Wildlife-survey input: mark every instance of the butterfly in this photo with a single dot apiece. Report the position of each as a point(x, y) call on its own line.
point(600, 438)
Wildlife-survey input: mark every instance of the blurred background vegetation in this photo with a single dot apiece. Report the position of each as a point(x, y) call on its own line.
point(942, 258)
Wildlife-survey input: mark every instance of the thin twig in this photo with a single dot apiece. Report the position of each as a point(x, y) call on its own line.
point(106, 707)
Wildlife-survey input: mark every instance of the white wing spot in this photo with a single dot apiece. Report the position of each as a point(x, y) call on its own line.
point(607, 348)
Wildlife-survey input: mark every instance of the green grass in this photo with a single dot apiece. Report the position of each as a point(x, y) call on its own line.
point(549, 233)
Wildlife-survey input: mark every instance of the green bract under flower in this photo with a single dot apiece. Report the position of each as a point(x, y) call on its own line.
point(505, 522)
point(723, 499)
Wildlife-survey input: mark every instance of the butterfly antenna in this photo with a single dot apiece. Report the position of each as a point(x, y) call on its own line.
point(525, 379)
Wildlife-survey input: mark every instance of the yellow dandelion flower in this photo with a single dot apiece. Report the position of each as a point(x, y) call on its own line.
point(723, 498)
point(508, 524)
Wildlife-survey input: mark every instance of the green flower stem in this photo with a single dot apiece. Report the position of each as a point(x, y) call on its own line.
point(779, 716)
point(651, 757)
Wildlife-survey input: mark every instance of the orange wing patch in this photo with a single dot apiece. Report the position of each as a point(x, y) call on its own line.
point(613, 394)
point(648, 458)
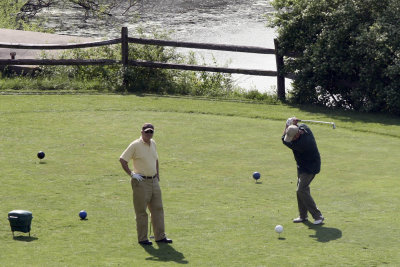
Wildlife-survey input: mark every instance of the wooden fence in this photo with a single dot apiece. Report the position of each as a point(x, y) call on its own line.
point(125, 40)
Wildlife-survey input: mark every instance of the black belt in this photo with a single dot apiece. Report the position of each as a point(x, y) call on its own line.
point(149, 177)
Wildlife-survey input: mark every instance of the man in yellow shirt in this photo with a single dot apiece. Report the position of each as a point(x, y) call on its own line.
point(145, 185)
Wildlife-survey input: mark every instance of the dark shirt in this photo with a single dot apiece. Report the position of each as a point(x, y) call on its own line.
point(305, 151)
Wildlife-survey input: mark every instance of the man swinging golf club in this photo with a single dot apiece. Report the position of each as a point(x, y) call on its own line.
point(145, 185)
point(301, 141)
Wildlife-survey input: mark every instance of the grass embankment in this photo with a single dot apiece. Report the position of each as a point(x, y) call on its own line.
point(215, 213)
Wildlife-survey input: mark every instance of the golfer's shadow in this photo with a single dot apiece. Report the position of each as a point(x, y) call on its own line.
point(324, 234)
point(165, 253)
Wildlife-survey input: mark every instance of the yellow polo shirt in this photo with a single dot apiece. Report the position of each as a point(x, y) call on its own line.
point(144, 157)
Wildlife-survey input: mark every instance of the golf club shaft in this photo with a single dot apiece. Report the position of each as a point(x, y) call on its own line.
point(324, 122)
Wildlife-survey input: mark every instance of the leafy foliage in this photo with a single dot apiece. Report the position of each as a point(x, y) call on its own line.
point(349, 52)
point(114, 78)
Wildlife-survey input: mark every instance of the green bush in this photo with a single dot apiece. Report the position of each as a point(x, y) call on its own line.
point(349, 52)
point(141, 79)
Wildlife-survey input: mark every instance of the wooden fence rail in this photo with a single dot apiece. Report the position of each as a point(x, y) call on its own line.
point(125, 40)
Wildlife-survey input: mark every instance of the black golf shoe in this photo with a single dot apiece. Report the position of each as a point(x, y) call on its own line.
point(164, 240)
point(146, 243)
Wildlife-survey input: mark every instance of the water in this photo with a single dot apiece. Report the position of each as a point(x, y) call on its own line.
point(236, 22)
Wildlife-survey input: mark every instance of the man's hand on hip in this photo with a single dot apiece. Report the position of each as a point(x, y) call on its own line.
point(136, 176)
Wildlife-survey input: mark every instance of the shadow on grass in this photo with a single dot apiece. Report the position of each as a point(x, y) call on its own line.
point(25, 238)
point(324, 234)
point(165, 253)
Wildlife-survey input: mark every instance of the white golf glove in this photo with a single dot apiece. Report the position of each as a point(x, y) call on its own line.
point(136, 176)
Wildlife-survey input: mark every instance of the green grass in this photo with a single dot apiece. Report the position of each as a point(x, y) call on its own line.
point(215, 213)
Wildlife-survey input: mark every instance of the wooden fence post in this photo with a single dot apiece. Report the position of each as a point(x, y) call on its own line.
point(125, 54)
point(280, 76)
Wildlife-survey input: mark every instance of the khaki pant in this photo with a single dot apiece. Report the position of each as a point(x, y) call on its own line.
point(304, 199)
point(147, 193)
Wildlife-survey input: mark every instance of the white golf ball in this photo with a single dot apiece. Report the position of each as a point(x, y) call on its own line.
point(279, 229)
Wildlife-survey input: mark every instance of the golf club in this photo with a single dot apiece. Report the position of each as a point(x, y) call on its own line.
point(324, 122)
point(151, 236)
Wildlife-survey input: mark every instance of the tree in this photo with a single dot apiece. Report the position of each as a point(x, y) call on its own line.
point(349, 52)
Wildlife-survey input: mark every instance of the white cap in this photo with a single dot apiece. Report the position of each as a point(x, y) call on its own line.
point(291, 131)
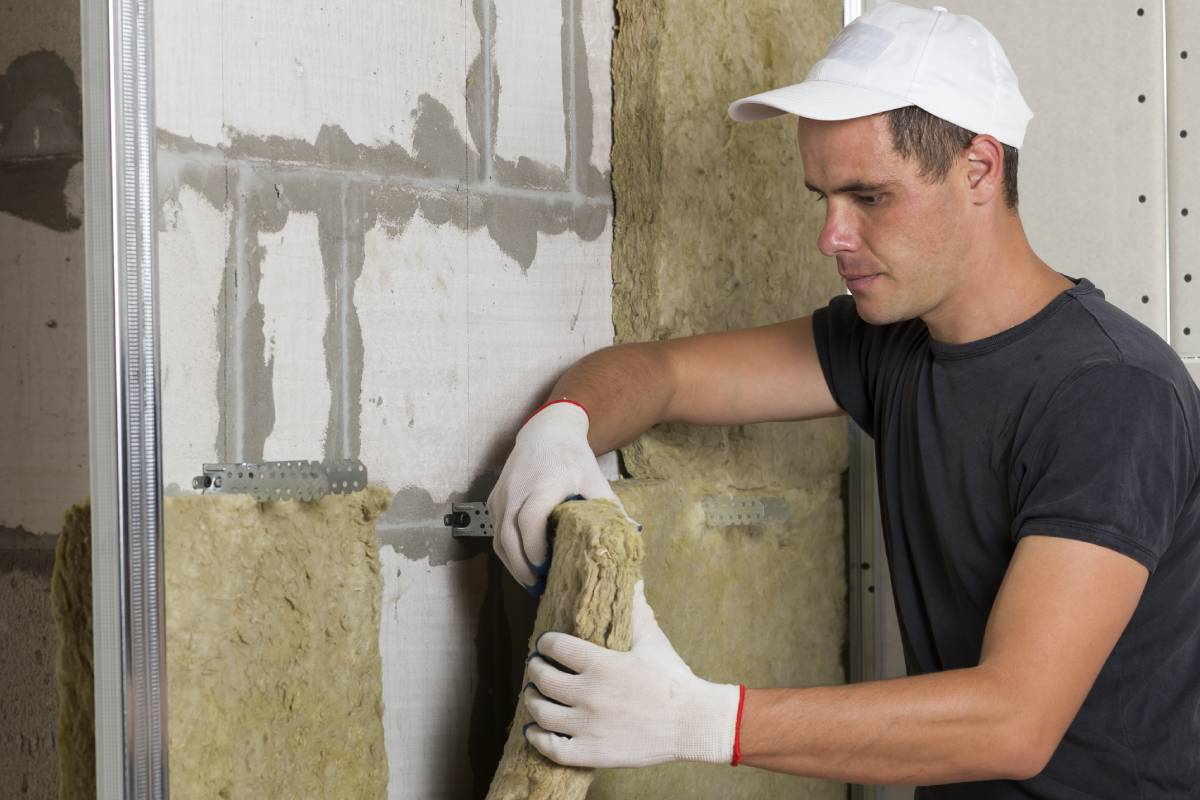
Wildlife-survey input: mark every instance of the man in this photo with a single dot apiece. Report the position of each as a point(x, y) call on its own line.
point(1037, 457)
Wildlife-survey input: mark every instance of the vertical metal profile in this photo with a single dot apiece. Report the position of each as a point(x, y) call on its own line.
point(123, 380)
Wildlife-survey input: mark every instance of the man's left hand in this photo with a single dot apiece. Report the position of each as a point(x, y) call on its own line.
point(595, 707)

^^^^

Problem to solve
Every record above should be transcribed exactly; the pictures stay out of the copy.

Solution to this task
Wildlife-survey input: mark every instance of the butterfly in this photo with a single dot apiece. Report the position of each as a point(x, y) call on its own line.
point(600, 438)
Wildlife-survey input: mark every instance of the blurred background vegetation in this photo with a single dot apiece. Report the position of each as a point(x, y) call on its own line.
point(942, 258)
Wildlife-survey input: mark every instance of the thin twig in this photo with a single dot apiece. Report the position of each as a point(x, y) call on its own line.
point(106, 707)
Wildlife-survey input: mark every instance of the white wing spot in this photo with a single dot apiece. Report the position of each as a point(x, y) call on its own line.
point(607, 348)
Wildlife-survey input: mark every instance of the green grass in this photo with a single dot apiece. Report the position of each as a point(x, y) call on its own line.
point(549, 233)
Wildlife-survey input: mark every instance of the green bract under flower in this photo with a single dot apiece. Report the position of each as a point(x, y) call on its own line.
point(505, 522)
point(723, 499)
Wildlife-survey input: mark every instance of the butterfly antenna in this photo with a single dot apiece. Report the position of each as a point(x, y) call on its own line.
point(525, 379)
Wildlife-survey input: mark every instance of the yellow dandelion flower in this photo with a single dot apiece. Report the position of each as a point(x, y) call on its own line.
point(723, 498)
point(508, 524)
Wildlife-survey input: mark every instance of the green flower stem in this photo with a single dot apiece. Report the position of each as a point(x, y) call on its own line.
point(779, 716)
point(651, 757)
Wildlife-survey input: mark every instance of the orange wing patch in this photo with a single dot apiece. Report the position of each as a point(x, y) call on its own line.
point(613, 394)
point(648, 458)
Wildlife-survey input: mark every instance of the wooden fence in this photo with a single dot apiece. Report the position of each as a point(x, y) call on its own line.
point(125, 40)
Wildlife-survey input: mark every instance of the black belt in this photo with a single dot apiece. Report the position of each as a point(x, y) call on its own line.
point(149, 177)
Wildlife-survey input: mark every instance of the man in yellow shirt in this photo with a single dot apiece. Report the position of each as a point(x, y) call on its own line.
point(145, 185)
Wildlife-survey input: mark every instance of the dark shirt in this photo with a single dot apiece. Report the position of each as a point(x, y) call on its own line.
point(305, 151)
Wildlife-survey input: mark every instance of the man swinging golf club in this photo with a single dot apiece. Report the position of each as a point(x, y) call on its own line.
point(145, 185)
point(301, 141)
Wildlife-survey input: mark every instance of the grass embankment in this photo with a single dot apiece. Report the position of each as a point(x, y) call on its own line.
point(215, 213)
Wildlife-survey input: mark every instance of the golfer's shadow in this photo with a single dot apiece. Report the position of each as a point(x, y) call on its own line.
point(324, 234)
point(165, 253)
Wildlife-survey input: mark every instance of the yellow polo shirt in this photo with a single dot apiece. Report the position of each as a point(x, y) call on its own line.
point(144, 157)
Wildlife-survey input: mark every instance of the golf club shaft in this photo with a single dot apiece. Report the position of each as a point(x, y) call on its own line.
point(324, 122)
Wildlife-survey input: mark every instance of the leafy foliage in this photo with a single dot apiece. Report the position of each as a point(x, y) call on its own line.
point(349, 52)
point(114, 78)
Wildlife-survey input: mark every instance of the green bush in this photo with a single dot apiece. Report the position of each as a point(x, y) call on its own line.
point(349, 52)
point(141, 79)
Wildlife-survey input: mark every instance of the wooden fence rail in this photo with a single dot apiece. Report the position of each as a point(x, y) call on its own line.
point(125, 40)
Wildlife-survey input: mark every instance of the black golf shoe in this photo with a single dot apiece. Report the position of each as a point(x, y) call on its own line.
point(164, 240)
point(146, 243)
Wildlife-survey input: mark every instance of the water in this photo with a single dot apiece. Report the position of each as a point(x, y) call on its own line.
point(236, 22)
Wildlife-survey input: mark every instance of the man's hand on hip in this photo with a single dot apiece. Report the position of each as a point(x, y) call on its own line.
point(136, 176)
Wildlife-survey input: mark every instance of the shadow on grass in this photo with a single dot apiece. Report the position of each as a point(x, y) call on its own line.
point(25, 238)
point(324, 234)
point(165, 253)
Wildlife-survey input: mark every instance of the white golf glove in this photo with a single dot apiece. Report the position of each as a point(x, y) call on its own line.
point(136, 176)
Wildlife-survey input: mark every instance of the green grass in this photo with a single dot apiece. Report the position of each as a point(x, y) call on its own line.
point(215, 213)
Wildlife-survey input: mark every instance of the wooden fence post in this photo with a single dot apiece. Report the position of each as a point(x, y) call on its own line.
point(125, 54)
point(280, 76)
Wildlife-survey input: mark every instance of the khaki pant in this photo with a single dot apiece. Report the position of each as a point(x, y) call on its own line.
point(304, 199)
point(147, 193)
Wildlife-survey input: mark every instance of the white golf ball in this photo with a single dot apiece. Report the position of each as a point(x, y) call on its own line.
point(279, 229)
Wildlife-survey input: mark every instance of the golf club in this photo with a single dot apiece. Report the position of each as a point(x, y) call on its own line.
point(324, 122)
point(151, 236)
Wildlife-survey input: mark every instance of the tree in this photo with a single dot apiece. Report the position of each as a point(x, y) call on its own line.
point(349, 52)
Wildlife-survey input: mark every instance of the white cap in this photo with a single dot apiece. Report the position of each as a point(x, y) call on its own line.
point(291, 131)
Wildlife-survey input: mark every instance of the man in this photo with a single dot apiece. Report the position of each as a point(x, y) call on its own line.
point(1037, 457)
Wildlife-survey input: mark every instance of the vertical metal profile in this photo with a single dot apiece. Report the position of each as a point(x, y) call on its own line.
point(123, 380)
Wildlife-survey input: mark every instance of the man's left hand in this photo with a single dot apiece. Report the position of each as a point(x, y) call on its own line.
point(595, 707)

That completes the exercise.